# WORKING DATA

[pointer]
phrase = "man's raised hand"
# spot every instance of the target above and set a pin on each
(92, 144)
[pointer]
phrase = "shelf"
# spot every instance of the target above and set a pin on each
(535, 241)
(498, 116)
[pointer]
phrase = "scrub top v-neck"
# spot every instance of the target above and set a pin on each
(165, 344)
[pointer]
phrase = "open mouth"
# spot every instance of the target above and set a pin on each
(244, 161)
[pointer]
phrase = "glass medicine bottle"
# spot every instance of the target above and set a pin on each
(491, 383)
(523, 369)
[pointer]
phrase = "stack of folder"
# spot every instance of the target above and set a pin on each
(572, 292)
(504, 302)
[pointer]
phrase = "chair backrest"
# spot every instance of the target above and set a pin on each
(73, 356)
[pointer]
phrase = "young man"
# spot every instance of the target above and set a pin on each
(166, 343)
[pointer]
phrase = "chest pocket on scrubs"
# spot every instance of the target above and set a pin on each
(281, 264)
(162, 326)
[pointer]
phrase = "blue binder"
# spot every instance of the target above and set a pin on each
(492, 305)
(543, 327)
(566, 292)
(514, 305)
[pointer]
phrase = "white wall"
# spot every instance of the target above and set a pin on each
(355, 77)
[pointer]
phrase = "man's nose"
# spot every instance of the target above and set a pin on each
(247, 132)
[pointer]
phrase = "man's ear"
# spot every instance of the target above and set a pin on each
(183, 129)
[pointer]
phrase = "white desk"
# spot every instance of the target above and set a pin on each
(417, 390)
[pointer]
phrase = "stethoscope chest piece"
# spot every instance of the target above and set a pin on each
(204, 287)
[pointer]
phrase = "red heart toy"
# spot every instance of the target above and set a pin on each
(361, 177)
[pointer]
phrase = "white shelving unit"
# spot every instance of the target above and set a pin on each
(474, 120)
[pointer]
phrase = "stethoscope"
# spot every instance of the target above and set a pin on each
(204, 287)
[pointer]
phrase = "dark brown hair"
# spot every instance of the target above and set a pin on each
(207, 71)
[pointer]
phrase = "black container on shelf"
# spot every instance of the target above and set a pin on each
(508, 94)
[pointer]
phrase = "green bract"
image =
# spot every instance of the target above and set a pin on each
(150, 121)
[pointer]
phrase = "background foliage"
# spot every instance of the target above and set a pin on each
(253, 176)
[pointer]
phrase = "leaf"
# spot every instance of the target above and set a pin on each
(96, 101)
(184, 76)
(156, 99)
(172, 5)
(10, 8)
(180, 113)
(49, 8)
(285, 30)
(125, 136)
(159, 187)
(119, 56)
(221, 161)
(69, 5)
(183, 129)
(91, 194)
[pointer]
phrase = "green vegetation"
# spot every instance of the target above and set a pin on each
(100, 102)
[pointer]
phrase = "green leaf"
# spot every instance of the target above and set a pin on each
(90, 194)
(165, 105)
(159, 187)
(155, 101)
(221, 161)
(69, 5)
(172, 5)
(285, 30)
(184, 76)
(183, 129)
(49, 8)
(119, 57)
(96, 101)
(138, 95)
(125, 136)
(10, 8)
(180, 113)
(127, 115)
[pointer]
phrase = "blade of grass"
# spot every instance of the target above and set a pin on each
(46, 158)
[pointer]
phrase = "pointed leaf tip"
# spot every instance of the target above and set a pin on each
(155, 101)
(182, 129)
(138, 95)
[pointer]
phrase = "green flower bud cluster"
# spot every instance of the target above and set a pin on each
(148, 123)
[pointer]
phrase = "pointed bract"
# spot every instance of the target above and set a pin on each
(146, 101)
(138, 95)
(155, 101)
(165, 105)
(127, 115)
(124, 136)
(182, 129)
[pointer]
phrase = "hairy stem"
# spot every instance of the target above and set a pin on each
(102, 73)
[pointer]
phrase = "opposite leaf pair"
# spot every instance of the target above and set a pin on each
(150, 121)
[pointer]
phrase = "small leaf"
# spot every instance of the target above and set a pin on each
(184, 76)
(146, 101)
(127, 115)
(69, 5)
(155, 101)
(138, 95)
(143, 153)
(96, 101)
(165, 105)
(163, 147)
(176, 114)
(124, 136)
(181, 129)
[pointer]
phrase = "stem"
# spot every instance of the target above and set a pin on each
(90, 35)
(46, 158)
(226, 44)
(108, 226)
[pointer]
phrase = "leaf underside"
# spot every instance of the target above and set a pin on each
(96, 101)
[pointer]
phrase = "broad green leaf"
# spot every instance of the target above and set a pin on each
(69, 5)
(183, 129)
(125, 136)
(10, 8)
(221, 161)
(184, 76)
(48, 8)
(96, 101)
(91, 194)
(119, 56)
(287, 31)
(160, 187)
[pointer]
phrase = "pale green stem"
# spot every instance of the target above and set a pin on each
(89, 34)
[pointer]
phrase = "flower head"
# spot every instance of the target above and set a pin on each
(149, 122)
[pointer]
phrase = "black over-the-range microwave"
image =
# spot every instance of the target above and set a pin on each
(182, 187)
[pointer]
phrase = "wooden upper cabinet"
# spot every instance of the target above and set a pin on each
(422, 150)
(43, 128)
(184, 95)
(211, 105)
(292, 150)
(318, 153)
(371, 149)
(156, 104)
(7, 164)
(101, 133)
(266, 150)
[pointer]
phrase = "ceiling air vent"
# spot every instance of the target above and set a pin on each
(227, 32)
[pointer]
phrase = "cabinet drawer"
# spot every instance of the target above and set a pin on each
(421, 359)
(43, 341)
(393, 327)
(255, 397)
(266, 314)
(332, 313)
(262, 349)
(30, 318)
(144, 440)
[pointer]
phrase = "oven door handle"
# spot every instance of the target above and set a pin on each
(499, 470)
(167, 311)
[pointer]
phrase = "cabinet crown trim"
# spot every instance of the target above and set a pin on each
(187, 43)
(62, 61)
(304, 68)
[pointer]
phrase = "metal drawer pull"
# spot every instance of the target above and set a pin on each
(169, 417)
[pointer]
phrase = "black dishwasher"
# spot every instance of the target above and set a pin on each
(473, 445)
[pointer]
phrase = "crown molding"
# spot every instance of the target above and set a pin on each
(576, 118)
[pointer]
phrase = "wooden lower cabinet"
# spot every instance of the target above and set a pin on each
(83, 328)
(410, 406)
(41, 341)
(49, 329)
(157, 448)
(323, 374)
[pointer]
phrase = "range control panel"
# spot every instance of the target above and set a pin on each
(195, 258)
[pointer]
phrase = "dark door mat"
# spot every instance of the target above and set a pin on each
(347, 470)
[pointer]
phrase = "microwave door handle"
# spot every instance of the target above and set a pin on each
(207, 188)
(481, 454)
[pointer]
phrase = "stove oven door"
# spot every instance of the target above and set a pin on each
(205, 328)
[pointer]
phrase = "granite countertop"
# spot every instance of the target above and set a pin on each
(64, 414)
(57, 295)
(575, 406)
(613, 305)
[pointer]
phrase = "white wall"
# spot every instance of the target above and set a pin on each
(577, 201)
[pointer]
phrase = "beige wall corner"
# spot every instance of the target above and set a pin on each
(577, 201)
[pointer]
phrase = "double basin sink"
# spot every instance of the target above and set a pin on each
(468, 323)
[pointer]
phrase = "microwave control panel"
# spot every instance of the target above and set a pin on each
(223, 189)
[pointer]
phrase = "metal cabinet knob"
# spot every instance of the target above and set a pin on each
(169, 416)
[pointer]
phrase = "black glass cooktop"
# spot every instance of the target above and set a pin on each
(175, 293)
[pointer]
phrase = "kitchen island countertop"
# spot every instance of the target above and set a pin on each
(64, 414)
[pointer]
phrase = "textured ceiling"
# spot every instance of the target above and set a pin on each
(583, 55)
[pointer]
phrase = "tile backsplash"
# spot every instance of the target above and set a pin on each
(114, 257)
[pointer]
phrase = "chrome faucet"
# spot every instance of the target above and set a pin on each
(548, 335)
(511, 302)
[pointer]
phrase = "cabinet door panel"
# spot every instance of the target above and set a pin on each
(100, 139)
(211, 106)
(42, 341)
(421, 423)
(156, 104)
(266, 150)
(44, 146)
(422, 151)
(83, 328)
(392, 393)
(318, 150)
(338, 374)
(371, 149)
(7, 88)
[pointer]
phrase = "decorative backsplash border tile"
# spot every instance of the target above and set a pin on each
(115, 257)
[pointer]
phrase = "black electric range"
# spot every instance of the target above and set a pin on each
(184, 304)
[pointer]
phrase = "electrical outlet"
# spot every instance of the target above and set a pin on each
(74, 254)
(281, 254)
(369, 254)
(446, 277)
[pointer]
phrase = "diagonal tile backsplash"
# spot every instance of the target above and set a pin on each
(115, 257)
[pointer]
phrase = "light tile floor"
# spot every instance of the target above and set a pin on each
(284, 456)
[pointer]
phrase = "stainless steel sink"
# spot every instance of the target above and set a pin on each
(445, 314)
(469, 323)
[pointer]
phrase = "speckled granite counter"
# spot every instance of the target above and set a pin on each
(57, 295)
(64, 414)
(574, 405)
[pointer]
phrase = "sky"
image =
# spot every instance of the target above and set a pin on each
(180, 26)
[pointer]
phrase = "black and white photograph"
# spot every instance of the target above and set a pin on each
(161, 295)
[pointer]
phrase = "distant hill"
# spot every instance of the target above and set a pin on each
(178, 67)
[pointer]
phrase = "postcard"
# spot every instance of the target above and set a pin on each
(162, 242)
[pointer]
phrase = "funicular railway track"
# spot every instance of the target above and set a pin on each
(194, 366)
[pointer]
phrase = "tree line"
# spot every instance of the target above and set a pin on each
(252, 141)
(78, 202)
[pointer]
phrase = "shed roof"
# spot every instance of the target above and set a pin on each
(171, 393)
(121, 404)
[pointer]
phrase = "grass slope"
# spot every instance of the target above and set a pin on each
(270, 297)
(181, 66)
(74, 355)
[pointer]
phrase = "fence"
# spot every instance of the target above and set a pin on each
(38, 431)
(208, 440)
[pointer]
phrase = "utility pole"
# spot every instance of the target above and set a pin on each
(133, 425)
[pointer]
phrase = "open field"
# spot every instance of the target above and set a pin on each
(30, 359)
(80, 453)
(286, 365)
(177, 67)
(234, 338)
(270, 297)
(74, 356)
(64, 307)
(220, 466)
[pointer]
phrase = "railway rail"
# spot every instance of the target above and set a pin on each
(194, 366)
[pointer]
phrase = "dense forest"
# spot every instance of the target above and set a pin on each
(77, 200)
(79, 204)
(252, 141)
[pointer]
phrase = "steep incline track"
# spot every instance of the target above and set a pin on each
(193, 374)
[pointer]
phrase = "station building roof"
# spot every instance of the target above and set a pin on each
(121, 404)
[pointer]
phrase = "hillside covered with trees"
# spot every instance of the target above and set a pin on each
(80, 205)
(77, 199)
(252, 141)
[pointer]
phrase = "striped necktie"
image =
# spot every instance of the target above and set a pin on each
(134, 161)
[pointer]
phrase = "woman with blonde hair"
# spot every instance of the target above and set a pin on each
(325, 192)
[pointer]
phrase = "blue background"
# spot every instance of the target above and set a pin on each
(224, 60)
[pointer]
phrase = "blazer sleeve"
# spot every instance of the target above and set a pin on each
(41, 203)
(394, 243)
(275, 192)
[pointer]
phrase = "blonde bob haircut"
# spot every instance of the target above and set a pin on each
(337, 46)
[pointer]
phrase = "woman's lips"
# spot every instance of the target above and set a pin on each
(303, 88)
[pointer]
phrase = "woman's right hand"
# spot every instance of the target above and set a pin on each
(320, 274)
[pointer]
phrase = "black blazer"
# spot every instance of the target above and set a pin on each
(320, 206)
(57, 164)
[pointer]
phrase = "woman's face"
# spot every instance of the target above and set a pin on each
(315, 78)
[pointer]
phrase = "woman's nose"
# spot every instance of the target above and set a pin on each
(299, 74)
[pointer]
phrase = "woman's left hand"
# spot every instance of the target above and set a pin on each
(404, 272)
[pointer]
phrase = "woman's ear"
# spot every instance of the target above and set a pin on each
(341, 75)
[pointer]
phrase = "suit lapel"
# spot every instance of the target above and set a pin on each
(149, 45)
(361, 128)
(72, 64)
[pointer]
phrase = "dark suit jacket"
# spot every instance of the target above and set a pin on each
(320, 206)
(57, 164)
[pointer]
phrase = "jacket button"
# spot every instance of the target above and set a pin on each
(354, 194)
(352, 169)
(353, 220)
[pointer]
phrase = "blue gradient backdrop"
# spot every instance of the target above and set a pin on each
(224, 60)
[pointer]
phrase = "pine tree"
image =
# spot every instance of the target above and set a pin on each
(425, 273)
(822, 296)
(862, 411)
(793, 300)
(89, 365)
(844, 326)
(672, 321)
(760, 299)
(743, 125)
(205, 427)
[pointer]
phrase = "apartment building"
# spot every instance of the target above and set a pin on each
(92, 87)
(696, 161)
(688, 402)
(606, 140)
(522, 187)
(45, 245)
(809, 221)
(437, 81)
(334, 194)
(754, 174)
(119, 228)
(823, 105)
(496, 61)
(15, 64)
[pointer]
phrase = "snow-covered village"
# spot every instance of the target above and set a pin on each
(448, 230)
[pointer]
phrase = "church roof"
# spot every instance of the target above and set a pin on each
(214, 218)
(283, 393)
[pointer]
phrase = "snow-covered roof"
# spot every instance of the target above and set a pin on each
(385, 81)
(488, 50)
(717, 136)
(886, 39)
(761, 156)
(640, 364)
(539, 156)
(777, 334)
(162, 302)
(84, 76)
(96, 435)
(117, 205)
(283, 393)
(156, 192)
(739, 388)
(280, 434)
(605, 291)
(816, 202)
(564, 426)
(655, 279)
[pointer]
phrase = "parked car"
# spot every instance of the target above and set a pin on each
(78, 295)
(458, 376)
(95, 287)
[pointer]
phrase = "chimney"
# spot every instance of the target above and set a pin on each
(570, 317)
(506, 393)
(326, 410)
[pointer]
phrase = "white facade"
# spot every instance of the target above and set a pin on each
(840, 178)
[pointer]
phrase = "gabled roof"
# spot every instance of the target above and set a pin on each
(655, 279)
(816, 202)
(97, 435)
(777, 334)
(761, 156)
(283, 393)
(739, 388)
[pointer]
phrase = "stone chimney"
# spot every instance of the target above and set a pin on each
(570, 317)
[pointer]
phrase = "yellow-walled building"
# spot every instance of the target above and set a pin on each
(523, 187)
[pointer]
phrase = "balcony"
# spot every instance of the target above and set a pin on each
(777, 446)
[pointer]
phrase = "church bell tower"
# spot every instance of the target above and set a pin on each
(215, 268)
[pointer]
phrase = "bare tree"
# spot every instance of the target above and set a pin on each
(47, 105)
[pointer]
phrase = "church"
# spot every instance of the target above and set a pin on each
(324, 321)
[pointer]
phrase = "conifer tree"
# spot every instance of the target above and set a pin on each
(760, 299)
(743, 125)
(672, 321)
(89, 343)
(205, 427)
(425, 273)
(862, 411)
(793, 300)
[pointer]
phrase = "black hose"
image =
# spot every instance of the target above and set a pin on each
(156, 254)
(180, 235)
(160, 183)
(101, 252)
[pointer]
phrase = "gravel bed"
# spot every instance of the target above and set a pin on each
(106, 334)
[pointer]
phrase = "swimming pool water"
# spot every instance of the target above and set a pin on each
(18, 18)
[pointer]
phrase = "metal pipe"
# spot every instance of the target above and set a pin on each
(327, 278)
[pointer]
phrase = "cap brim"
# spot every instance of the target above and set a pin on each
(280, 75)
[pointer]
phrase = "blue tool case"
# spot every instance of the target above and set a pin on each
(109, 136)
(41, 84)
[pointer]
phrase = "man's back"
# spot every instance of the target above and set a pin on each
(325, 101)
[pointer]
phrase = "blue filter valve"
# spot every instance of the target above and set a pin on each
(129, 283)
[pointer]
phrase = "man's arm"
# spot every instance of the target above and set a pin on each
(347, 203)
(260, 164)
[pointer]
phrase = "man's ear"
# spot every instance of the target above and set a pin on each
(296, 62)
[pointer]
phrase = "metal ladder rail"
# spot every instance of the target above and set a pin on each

# REQUIREMENT
Count the lines in the items above that contain the word "dark" and give only the number.

# COMPLETE OUTPUT
3